## [Deine Aufgabe]
Fasse im Text den Absatz, der mit „Natürlich ist Poppers »offene Gesellschaft«“ beginnt, als kurze Stichpunktliste zusammen. Die wichtigsten Aussagen sollen dabei erhalten bleiben.

## [Text]
Ich nehme die Wahl an 

Von Stefan Gärtner

Fotografie von Anastasiya Badun

Lesedauer: ca. 9 min

Die Qual der Wahl. Stefan Gärtner über schlechte Alternativen und was eine Demokratie aushalten muss.

Natürlich ist Poppers »offene Gesellschaft« besser als eine geschlossene. Denn nur in einer offenen Gesellschaft habe ich wirklich die Wahl. Ich muss etwa keine Internet-Cookies akzeptieren, wenn ich das nicht will; dann kann ich vielleicht die Seite, die ich sehen will, nicht nutzen, aber gefragt worden bin ich, und beschweren nutzt also nichts, weil das die Idee ist, die irgendeine Kontrollbehörde hatte: Niemand soll einfach so von Cookies ausgespäht werden. Sondern mit seinem Einverständnis.
 

Es ist schön, die Wahl zu haben, denn wählen heißt, dass man hinterher selbst schuld ist.

Ausgelesene Datensätze:

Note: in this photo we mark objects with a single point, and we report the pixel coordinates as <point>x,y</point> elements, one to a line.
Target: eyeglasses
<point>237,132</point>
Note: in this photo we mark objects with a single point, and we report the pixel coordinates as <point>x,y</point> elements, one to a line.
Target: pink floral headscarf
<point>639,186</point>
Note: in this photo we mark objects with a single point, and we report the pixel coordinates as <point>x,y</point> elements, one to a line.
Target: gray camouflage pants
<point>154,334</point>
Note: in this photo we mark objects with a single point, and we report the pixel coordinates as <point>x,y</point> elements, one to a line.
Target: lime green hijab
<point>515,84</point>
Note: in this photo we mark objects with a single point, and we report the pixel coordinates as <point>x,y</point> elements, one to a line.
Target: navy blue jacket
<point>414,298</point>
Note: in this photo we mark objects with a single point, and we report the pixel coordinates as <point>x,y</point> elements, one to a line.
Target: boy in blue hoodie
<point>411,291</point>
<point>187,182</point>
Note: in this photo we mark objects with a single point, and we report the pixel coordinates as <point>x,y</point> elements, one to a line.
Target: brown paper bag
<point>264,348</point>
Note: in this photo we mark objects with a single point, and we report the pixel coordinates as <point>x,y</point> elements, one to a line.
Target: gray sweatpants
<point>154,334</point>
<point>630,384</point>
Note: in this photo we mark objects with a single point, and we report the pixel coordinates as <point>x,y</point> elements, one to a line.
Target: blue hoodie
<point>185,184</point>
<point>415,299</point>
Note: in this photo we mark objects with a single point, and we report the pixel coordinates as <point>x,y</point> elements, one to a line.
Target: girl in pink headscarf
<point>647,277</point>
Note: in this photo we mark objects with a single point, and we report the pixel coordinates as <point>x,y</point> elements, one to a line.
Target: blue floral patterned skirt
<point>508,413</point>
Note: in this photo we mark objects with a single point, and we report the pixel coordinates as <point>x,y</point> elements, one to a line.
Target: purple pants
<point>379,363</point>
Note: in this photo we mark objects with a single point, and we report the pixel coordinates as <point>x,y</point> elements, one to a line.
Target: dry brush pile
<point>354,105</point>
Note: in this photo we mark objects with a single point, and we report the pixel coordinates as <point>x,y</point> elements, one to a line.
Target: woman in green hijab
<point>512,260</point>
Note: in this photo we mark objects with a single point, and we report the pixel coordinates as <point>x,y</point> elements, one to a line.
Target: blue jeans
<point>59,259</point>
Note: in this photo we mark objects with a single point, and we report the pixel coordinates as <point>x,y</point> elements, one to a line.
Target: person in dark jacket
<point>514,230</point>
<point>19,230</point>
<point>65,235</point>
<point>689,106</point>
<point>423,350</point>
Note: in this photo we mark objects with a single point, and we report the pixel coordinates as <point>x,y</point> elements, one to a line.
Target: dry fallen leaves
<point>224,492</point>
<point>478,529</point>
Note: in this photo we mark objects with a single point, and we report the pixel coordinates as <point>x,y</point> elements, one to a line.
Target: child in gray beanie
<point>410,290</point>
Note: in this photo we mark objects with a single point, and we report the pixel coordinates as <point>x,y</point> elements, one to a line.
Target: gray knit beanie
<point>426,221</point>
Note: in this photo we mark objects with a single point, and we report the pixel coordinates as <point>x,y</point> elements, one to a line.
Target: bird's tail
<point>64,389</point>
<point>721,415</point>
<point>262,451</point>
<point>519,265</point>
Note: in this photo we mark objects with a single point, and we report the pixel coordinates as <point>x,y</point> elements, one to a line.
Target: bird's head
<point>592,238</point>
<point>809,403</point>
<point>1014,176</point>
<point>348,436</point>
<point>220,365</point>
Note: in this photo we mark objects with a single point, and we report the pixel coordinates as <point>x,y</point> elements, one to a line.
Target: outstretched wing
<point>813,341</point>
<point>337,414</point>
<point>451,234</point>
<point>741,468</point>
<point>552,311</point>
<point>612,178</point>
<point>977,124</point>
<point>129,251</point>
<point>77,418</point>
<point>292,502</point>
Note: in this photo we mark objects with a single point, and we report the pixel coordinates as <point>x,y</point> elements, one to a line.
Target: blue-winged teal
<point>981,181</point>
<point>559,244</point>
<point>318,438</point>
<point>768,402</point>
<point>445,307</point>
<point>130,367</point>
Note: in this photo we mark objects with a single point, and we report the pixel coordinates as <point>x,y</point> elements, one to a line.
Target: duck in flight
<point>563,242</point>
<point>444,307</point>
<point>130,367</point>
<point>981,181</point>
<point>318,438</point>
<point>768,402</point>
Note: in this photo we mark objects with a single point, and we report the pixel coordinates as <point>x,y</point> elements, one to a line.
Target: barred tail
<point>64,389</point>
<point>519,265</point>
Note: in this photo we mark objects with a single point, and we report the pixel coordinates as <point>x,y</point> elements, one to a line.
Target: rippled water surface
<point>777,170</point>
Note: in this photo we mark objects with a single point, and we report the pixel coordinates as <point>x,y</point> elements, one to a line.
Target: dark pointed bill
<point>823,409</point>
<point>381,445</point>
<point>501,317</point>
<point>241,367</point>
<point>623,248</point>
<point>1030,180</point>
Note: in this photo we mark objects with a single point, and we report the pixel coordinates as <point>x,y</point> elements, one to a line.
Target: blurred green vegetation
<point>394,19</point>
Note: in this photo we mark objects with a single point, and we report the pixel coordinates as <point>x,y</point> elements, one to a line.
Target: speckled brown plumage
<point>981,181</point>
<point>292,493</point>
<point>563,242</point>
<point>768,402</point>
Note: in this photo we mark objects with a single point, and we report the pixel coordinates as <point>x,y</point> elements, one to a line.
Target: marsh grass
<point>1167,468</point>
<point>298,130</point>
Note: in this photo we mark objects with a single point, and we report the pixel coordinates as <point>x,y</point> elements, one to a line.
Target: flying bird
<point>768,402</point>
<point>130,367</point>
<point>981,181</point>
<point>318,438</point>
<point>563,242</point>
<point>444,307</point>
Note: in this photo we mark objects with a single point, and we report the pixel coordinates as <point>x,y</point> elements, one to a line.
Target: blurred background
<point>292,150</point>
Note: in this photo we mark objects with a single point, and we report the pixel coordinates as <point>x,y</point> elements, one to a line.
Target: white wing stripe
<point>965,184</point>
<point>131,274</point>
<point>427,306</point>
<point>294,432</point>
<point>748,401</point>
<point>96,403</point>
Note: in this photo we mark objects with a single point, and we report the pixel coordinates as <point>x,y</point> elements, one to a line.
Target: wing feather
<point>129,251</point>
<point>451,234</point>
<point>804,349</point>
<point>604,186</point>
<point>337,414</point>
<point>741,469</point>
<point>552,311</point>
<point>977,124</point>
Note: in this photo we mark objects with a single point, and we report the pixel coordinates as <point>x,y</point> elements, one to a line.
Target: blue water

## [Schriftliche Antwort]
- Poppers »offene Gesellschaft« ist besser als eine geschlossene, weil man nur in ihr wirklich die Wahl hat.
- Beispiel: Internet-Cookies muss man nicht akzeptieren, wenn man das nicht will.
- Dann kann man die gewünschte Seite vielleicht nicht nutzen, ist aber gefragt worden.
- Sich zu beschweren nützt deshalb nichts. Genau das war die Idee irgendeiner Kontrollbehörde: Niemand soll ohne sein Einverständnis von Cookies ausgespäht werden.